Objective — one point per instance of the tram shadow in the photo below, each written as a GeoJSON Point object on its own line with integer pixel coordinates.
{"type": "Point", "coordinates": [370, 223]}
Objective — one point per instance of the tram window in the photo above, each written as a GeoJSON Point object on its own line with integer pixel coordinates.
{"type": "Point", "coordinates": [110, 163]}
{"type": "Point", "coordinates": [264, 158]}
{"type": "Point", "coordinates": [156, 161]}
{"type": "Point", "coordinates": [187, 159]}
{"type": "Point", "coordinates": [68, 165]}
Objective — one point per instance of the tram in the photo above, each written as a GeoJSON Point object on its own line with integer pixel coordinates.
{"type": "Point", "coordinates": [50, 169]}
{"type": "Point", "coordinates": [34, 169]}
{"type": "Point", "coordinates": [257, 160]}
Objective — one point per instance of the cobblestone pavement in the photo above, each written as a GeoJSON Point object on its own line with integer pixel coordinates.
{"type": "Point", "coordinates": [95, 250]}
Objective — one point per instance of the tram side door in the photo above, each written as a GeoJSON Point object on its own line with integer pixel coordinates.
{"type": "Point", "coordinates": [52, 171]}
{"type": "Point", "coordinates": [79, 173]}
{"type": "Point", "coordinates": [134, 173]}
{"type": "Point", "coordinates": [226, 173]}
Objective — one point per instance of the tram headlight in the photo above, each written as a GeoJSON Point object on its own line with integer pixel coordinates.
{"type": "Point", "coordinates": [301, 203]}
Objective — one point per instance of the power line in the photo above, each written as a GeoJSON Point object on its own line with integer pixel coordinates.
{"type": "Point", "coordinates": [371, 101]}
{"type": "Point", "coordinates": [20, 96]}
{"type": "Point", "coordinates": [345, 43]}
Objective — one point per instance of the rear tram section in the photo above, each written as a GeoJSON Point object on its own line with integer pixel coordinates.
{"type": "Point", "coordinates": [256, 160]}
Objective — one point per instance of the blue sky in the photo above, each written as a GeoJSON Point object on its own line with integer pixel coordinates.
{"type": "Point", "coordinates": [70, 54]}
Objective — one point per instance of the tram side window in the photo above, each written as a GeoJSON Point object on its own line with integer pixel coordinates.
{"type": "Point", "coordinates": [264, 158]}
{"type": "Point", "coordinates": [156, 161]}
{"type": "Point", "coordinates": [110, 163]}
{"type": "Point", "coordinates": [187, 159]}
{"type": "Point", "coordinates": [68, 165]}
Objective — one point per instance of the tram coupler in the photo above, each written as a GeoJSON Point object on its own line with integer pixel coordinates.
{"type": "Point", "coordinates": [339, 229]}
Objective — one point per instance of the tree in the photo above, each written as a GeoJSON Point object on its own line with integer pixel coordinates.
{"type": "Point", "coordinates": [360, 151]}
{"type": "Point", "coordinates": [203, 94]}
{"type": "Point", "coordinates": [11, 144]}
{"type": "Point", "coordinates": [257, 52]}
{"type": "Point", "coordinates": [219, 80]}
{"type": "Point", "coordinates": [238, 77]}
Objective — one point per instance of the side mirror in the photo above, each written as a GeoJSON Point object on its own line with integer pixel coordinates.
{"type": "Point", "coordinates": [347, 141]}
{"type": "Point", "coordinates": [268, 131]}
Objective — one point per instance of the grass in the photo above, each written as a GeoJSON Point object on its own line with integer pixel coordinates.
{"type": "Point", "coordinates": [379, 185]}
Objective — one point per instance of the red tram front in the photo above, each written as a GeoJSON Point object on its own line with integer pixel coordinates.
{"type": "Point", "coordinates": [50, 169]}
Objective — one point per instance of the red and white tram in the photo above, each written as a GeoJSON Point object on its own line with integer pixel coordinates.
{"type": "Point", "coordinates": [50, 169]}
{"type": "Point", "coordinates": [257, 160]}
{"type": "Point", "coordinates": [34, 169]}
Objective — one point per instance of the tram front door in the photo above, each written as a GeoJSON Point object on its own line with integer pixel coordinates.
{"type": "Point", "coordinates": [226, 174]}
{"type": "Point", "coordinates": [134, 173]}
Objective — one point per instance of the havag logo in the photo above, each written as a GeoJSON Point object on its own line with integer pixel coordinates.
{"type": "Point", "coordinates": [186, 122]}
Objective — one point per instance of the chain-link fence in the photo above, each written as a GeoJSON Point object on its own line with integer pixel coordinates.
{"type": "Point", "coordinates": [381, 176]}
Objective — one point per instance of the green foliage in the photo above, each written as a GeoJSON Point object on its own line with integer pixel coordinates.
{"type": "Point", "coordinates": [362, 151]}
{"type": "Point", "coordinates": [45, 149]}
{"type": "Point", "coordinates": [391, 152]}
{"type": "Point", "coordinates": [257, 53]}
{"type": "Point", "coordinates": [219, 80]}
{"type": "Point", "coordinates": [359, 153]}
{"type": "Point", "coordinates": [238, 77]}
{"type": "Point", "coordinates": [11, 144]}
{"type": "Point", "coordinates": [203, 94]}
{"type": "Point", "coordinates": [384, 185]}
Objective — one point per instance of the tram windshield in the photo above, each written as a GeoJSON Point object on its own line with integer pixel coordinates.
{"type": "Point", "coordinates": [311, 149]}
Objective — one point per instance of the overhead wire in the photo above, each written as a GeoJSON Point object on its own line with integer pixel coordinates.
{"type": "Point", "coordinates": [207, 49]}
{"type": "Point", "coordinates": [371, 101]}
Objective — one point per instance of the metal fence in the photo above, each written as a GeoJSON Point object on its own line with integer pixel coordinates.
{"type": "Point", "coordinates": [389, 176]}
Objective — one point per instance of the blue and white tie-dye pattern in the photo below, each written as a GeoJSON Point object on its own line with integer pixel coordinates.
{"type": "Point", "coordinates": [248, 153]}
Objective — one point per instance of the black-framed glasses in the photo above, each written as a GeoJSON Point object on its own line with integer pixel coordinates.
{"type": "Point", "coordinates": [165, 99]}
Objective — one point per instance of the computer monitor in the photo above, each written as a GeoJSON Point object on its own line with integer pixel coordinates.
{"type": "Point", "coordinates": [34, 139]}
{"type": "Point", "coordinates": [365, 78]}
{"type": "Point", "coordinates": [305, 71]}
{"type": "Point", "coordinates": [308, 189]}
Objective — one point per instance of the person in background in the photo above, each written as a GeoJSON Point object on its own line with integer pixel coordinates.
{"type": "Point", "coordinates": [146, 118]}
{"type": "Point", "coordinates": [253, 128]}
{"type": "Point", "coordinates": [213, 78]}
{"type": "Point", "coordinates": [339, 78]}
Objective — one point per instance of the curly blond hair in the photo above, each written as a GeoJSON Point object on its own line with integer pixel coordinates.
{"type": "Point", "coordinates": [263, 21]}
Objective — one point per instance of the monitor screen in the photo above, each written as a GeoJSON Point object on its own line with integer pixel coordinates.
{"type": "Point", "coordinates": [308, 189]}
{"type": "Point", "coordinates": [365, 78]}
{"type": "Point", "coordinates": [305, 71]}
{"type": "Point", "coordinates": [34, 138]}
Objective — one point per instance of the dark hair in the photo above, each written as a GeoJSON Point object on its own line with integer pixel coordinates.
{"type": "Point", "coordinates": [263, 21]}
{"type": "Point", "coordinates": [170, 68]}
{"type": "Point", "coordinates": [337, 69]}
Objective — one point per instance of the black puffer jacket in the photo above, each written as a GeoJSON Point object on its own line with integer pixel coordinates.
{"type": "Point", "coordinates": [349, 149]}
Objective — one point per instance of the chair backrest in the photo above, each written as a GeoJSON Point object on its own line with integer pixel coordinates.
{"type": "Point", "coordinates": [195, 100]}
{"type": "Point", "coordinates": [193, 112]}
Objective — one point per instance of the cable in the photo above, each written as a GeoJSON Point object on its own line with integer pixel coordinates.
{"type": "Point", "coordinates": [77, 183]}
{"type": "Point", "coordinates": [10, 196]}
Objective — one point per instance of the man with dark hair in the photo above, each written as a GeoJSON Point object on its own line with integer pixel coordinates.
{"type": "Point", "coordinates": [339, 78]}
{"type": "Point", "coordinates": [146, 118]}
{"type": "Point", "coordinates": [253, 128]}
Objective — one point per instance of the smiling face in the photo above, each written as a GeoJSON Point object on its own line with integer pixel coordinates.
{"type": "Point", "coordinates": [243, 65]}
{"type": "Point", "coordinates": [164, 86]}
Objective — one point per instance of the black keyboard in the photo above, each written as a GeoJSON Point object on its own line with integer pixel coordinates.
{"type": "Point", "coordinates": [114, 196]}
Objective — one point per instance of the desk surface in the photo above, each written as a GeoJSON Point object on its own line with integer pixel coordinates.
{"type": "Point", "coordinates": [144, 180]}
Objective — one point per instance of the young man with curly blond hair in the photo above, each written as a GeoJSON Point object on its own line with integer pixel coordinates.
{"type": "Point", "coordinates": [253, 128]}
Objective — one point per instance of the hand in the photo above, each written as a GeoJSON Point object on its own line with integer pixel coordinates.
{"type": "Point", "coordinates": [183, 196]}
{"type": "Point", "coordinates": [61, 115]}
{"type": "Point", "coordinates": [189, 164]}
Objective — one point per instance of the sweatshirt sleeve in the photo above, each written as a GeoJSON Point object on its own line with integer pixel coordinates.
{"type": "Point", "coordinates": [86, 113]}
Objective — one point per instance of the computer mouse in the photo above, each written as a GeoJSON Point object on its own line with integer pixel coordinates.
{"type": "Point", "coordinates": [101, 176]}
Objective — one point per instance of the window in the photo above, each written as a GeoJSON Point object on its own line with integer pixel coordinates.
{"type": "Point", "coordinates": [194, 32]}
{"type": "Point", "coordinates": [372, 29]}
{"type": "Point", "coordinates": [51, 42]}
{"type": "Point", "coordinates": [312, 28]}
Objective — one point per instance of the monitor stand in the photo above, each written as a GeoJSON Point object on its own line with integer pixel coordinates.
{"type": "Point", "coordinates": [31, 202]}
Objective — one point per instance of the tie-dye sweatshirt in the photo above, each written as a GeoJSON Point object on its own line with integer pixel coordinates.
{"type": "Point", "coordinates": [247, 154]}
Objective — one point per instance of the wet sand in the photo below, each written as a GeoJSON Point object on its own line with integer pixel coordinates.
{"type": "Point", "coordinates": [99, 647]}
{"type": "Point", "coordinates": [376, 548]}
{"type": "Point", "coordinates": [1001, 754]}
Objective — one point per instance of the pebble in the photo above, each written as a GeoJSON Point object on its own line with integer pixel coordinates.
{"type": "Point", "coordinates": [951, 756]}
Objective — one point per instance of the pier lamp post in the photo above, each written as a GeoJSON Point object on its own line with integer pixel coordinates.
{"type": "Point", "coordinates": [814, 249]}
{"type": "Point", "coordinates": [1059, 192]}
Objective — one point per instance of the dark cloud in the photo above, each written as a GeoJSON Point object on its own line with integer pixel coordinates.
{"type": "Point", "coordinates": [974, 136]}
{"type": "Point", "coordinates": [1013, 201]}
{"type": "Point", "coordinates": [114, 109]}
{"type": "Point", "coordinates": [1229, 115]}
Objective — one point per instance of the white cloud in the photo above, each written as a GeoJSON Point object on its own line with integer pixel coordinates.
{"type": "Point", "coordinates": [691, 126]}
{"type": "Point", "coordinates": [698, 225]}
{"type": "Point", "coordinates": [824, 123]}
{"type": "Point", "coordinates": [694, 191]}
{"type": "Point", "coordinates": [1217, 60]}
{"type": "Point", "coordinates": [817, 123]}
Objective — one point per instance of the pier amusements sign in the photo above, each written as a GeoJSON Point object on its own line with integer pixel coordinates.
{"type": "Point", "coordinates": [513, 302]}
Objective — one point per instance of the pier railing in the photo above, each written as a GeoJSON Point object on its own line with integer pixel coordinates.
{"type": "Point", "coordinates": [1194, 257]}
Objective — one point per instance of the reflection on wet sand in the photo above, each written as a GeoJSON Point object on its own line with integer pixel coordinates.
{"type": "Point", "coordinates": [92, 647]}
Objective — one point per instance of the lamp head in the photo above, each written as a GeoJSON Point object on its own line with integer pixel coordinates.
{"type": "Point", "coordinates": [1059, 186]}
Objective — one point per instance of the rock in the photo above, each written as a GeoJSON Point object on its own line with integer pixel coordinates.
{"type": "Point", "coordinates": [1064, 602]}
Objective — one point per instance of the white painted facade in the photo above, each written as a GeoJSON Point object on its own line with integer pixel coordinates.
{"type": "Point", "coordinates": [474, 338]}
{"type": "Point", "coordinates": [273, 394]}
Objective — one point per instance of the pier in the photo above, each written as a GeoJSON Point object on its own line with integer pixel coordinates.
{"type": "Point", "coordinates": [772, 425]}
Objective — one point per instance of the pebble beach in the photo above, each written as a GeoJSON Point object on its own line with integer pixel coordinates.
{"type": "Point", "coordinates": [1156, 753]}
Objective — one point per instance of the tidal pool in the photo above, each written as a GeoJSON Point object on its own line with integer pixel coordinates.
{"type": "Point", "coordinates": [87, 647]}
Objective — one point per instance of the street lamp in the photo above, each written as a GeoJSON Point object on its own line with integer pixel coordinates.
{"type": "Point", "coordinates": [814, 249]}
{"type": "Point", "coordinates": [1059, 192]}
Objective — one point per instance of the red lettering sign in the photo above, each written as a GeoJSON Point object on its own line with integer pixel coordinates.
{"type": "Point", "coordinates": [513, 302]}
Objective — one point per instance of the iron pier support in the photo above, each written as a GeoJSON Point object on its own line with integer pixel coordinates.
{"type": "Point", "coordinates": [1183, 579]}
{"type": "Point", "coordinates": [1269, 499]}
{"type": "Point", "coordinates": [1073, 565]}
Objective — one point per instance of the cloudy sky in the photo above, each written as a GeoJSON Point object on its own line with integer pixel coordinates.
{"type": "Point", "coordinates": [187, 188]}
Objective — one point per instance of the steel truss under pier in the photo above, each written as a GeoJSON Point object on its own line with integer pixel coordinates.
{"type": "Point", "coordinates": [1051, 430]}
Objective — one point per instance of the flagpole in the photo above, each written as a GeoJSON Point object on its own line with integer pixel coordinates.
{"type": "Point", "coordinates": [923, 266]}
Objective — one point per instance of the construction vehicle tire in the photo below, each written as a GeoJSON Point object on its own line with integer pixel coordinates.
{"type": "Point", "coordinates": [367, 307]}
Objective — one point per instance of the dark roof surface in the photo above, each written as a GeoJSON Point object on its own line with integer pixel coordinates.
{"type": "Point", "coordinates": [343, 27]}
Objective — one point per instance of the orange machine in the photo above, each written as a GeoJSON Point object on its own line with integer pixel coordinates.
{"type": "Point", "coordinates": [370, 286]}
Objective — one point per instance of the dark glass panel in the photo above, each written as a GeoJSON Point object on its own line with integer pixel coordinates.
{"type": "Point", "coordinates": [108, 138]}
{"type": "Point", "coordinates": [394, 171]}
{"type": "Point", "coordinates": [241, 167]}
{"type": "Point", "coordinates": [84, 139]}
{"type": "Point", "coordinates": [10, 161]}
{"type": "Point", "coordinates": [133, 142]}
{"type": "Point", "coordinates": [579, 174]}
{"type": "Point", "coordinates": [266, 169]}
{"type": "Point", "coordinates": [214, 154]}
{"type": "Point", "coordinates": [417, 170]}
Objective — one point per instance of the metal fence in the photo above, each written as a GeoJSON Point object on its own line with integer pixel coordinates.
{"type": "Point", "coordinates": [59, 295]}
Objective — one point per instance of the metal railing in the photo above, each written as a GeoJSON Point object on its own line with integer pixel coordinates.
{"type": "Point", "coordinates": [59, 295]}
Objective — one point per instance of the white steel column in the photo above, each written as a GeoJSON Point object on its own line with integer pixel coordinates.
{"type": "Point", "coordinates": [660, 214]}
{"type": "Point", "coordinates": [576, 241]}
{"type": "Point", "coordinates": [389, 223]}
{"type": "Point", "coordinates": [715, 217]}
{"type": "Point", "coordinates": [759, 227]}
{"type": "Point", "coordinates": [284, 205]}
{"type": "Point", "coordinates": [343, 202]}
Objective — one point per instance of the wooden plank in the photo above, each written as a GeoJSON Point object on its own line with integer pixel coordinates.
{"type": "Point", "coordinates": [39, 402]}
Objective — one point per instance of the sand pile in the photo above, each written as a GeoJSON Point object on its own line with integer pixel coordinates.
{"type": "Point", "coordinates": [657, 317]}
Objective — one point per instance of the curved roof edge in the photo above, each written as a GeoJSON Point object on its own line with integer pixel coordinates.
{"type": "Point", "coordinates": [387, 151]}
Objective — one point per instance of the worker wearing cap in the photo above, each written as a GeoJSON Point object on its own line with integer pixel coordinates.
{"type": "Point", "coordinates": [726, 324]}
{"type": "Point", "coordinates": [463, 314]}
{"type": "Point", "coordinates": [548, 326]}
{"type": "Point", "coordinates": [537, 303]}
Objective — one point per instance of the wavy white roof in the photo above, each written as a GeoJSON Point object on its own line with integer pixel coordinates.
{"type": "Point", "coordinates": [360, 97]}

WHAT YOU ARE ASKED TO DO -
Take every line from the one containing "Objective — one point per instance of the sand" to the end of the listing and output it exactly, with nothing else.

OUTPUT -
Objective — one point per instance of the sand pile in the photo above, each written as a GeoJSON Point object on its own line with integer pixel coordinates.
{"type": "Point", "coordinates": [657, 317]}
Objective — one point per instance of the curved roof edge in the photo above, each written as a GeoJSON Point object on its own line with integer pixel coordinates.
{"type": "Point", "coordinates": [387, 151]}
Objective — one point per instance of the worker wearing cap in the photo above, each written as a GeoJSON Point object on its own line with integer pixel coordinates.
{"type": "Point", "coordinates": [726, 324]}
{"type": "Point", "coordinates": [463, 314]}
{"type": "Point", "coordinates": [548, 326]}
{"type": "Point", "coordinates": [537, 303]}
Objective — one point per instance of the wavy white roof in the photo above, each written as a GeoJSON Point object on its own line with integer pixel coordinates.
{"type": "Point", "coordinates": [360, 97]}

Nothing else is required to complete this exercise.